● **Section de texte**
D’une part, le canal de Panama traverse une crise historique de sécheresse : le manque de précipitations a drastiquement réduit le tirant d’eau et le nombre de transits quotidiens, provoquant des congestions, des retards et des détours coûteux pour les navires transportant des conteneurs et des matières premières clés vers l’Europe. Cette situation contraint les opérateurs logistiques à repenser les routes maritimes et à absorber des coûts supplémentaires qui impactent le prix final de nombreux produits.
Par ailleurs, le canal de Suez est devenu un point focal des tensions géopolitiques en raison des attaques des rebelles Houthis contre des navires commerciaux dans la mer Rouge. Ces attaques, ciblant initialement des navires liés aux intérêts occidentaux ou israéliens, ont forcé de nombreuses compagnies maritimes à éviter cette route et à contourner le cap de Bonne-Espérance, ajoutant de 10 à 15 jours au temps de transit vers l’Europe. Cela a entraîné des délais de livraison plus longs, des coûts de fret plus élevés et des plannings logistiques moins fiables. Pour les entreprises européennes, ces perturbations créent un environnement d’incertitude constante nécessitant une planification accrue, une diversification des fournisseurs et une réactivité face aux événements mondiaux.
La guerre en Ukraine et son impact énergétique sur l’Europe
La guerre en Ukraine a eu un impact profond et durable sur les Supply Chains européennes, non seulement par la perturbation directe des échanges avec la Russie et l’Ukraine, mais aussi par ses effets plus larges sur les secteurs stratégiques. Les pénuries de matières premières telles que le blé, le maïs, les engrais, l’aluminium et le gaz naturel ont mis sous pression des industries clés comme l’agroalimentaire, la chimie et la production industrielle.
Parallèlement, la hausse des prix de l’énergie a augmenté les coûts de production et de transport à travers l’Europe, obligeant de nombreuses entreprises à repenser leur réseau d’approvisionnement, chercher des fournisseurs alternatifs et optimiser les stocks pour rester compétitives dans un environnement très volatil.

● **Explorer le contenu**
[1] Recopiez mot pour mot le passage du texte sur les chaînes d'approvisionnement européennes qui va de "La guerre en Ukraine et" à "la production industrielle.".
[2] Rédigez la suite du texte sur les perturbations des chaînes d'approvisionnement européennes en reprenant après sa dernière phrase.

● **Jeu de données**
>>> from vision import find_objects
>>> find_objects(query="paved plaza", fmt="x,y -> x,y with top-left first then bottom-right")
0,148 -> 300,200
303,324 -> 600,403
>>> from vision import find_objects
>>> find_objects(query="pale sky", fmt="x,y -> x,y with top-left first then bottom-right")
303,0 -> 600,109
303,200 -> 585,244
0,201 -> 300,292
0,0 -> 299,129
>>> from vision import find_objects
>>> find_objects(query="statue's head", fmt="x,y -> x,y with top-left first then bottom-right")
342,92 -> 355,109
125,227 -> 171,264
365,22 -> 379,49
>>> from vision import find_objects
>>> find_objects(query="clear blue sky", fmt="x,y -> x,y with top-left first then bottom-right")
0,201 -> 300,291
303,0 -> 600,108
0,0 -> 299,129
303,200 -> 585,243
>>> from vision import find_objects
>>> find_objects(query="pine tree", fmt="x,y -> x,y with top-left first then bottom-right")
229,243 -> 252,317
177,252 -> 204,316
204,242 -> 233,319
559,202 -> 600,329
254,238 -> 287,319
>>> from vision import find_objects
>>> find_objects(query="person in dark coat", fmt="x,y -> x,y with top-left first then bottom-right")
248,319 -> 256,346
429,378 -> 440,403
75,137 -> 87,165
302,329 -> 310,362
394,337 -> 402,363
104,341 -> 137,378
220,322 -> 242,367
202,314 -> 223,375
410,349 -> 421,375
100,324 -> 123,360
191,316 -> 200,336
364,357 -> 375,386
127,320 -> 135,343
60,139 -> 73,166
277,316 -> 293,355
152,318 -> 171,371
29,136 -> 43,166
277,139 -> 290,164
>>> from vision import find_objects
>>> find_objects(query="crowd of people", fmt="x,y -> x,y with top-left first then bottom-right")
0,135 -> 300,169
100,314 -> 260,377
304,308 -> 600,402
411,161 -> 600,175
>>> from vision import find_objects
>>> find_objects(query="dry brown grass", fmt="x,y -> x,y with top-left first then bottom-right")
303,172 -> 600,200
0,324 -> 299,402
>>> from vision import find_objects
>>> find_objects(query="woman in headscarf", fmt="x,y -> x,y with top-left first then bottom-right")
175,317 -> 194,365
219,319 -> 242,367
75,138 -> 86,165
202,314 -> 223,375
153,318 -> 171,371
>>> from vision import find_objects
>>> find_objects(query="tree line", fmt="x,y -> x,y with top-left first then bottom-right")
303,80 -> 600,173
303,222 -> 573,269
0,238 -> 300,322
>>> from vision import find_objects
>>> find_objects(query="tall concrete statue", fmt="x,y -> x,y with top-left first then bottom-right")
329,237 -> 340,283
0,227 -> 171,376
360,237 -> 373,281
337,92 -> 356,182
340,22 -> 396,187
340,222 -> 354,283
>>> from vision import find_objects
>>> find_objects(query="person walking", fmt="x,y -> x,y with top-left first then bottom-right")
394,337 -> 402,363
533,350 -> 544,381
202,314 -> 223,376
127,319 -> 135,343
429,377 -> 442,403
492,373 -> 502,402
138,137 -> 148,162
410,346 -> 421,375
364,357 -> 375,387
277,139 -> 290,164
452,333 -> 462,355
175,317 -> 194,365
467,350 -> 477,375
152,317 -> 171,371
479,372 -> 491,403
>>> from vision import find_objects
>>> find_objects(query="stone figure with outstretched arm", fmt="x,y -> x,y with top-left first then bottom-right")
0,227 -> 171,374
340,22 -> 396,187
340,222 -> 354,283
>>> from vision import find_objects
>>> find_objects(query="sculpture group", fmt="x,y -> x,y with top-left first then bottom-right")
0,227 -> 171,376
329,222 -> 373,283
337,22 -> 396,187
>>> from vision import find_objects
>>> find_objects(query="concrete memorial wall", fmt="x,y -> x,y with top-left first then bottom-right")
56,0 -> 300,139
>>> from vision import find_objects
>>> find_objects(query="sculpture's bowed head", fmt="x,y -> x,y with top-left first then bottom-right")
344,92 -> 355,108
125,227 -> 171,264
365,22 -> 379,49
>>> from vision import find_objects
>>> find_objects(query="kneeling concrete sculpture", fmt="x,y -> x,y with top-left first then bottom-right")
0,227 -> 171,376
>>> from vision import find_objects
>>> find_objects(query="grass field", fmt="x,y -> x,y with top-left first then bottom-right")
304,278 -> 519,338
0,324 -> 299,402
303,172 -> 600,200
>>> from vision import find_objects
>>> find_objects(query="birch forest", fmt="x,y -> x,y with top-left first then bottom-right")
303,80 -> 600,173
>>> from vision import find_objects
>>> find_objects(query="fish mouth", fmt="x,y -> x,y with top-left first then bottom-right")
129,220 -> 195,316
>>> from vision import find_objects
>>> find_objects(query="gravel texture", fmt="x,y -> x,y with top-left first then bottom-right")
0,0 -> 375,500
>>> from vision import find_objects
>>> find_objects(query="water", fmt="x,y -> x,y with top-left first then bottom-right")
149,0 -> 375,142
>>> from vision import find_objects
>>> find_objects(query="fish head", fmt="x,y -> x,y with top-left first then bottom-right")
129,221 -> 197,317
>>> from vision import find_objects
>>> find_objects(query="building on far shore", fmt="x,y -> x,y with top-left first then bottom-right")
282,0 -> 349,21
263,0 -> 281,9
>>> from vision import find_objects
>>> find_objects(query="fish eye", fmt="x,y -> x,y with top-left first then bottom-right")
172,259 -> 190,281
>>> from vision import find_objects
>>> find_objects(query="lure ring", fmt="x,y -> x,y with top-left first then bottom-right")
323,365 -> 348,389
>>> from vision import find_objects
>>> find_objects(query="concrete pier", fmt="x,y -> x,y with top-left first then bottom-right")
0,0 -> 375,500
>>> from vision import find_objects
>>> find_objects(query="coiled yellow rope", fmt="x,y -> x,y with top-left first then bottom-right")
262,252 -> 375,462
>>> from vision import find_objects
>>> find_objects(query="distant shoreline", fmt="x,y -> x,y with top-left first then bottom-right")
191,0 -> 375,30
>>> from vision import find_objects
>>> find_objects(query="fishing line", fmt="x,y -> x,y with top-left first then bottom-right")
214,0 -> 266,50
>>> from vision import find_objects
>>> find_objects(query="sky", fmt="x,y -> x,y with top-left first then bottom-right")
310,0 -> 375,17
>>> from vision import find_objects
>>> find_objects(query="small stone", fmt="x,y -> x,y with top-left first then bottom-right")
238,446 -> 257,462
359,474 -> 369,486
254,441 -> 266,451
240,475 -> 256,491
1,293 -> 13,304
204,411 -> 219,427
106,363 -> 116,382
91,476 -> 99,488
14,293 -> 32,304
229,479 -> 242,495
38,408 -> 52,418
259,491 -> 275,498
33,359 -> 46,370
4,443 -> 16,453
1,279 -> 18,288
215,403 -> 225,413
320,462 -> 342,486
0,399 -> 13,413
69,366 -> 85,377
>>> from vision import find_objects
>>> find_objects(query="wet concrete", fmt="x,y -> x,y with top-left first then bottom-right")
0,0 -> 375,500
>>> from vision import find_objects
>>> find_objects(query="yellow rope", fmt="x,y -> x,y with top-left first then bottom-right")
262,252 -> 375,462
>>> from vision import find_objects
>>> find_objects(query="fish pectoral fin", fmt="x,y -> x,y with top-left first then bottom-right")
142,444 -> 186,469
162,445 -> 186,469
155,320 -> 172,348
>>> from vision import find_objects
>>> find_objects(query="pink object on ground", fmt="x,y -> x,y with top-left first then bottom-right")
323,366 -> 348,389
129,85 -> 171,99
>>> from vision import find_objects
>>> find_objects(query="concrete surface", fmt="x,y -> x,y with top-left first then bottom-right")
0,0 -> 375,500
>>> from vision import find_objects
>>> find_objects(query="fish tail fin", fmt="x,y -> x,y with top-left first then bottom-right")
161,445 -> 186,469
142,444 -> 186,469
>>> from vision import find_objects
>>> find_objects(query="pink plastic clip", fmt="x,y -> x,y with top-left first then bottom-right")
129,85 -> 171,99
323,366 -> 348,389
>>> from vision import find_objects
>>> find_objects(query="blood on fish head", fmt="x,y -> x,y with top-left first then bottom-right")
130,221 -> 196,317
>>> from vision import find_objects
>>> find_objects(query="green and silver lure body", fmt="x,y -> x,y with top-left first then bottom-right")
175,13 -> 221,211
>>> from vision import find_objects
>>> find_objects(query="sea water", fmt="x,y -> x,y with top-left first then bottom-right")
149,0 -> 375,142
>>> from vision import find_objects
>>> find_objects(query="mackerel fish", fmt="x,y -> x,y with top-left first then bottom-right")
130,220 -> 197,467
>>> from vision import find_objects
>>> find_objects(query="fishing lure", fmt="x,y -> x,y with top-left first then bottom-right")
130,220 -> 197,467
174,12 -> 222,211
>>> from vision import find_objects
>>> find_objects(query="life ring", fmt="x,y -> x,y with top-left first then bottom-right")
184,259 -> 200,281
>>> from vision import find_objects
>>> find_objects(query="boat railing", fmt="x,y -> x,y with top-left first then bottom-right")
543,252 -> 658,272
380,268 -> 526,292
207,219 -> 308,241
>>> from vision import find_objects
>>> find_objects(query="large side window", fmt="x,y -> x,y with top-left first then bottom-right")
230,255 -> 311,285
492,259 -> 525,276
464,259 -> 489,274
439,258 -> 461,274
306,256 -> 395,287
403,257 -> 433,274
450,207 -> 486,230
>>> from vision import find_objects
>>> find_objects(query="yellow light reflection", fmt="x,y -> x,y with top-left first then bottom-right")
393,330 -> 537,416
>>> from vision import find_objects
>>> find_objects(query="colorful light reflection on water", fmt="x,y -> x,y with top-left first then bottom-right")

● **Réponses par numéro**
[1]
La guerre en Ukraine et son impact énergétique sur l’Europe
La guerre en Ukraine a eu un impact profond et durable sur les Supply Chains européennes, non seulement par la perturbation directe des échanges avec la Russie et l’Ukraine, mais aussi par ses effets plus larges sur les secteurs stratégiques. Les pénuries de matières premières telles que le blé, le maïs, les engrais, l’aluminium et le gaz naturel ont mis sous pression des industries clés comme l’agroalimentaire, la chimie et la production industrielle.

[2]
En Espagne, urgence climatique et tensions sociales
En Espagne, la combinaison d’événements climatiques extrêmes et de tensions sociales a mis à l’épreuve la résilience de sa Supply Chain. La récente DANA (goutte froide) qui a frappé la Communauté valencienne a provoqué des inondations paralysant les centres logistiques, endommageant les infrastructures de transport et mettant hors service des milliers de magasins et d’entrepôts. Cette perturbation locale a eu des répercussions nationales, ralentissant la distribution des marchandises et interrompant les flux de stocks, notamment dans les secteurs de l’alimentation, du commerce de détail et de la distribution pharmaceutique.
À cela se sont ajoutés des niveaux croissants de tensions sociales. Les grèves des transports appelées en 2024 par les syndicats UGT et CCOO, ainsi que les arrêts sectoriels dans la logistique portuaire et ferroviaire, ont entraîné des perturbations fréquentes dans la circulation des marchandises.
Conclusion : renforcer la résilience des personnes et des Supply Chains est impératif
La panne d’avril a servi de test de résistance involontaire et a montré que, bien que les systèmes européens soient robustes, ils ne sont pas infaillibles. La reprise rapide des services et de la Supply Chain a contribué à limiter l’impact et les dégâts globaux. Cependant, cela nous montre l’importance d’être préparé et à quel point la résilience est essentielle pour anticiper les défaillances, minimiser l’impact des perturbations et accélérer la reprise.
Dans une des ironies de la vie, il y a tout juste un mois, la Commissaire européenne à la Préparation, à la Gestion des Crises et à l’Égalité, Hadja Lahbib, a conseillé aux citoyens de l’UE de se munir d’un kit de survie de 72 heures. De l’eau, des conserves, des équipements d’éclairage et une radio font partie des objets recommandés. En Espagne, cette suggestion avait d’abord été presque prise à la dérision. Aujourd’hui, la plaisanterie est moins drôle, et depuis la panne, de nombreux foyers ont commencé à suivre les recommandations de la Commission européenne.